> _REQUIREMENT_: Rewrite each of the rows below with "Target:" changed to "Object:" and nothing else touched.

> _MATERIAL FOR THE TASK_:
○ ○ ○

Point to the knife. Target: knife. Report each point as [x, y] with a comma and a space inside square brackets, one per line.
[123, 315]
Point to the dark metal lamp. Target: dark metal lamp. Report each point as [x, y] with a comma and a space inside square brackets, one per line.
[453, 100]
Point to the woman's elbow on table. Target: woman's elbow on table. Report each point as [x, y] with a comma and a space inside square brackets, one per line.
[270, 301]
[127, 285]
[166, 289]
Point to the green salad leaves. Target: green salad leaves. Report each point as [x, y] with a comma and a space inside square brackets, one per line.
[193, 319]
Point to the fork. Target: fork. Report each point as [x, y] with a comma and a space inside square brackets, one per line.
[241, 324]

○ ○ ○

> _EXERCISE SOLUTION_:
Point to the knife. Object: knife. Report each point as [x, y] with a comma and a space inside square brackets, one per line.
[123, 315]
Point to the dark metal lamp. Object: dark metal lamp. Report each point as [x, y] with a comma and a space inside square brackets, one per line.
[453, 100]
Point to the woman's elbow on table. Object: woman's elbow on table. Report each point as [x, y] with a comma and a space inside square brackets, one per line.
[270, 301]
[127, 285]
[166, 289]
Point to the green salad leaves. Object: green salad leaves. Report each point as [x, y] with a comma and a space inside square brackets, one per line.
[193, 319]
Point to the fork. Object: fork. Report each point as [x, y] with a comma and a space inside square brackets, one per line.
[241, 324]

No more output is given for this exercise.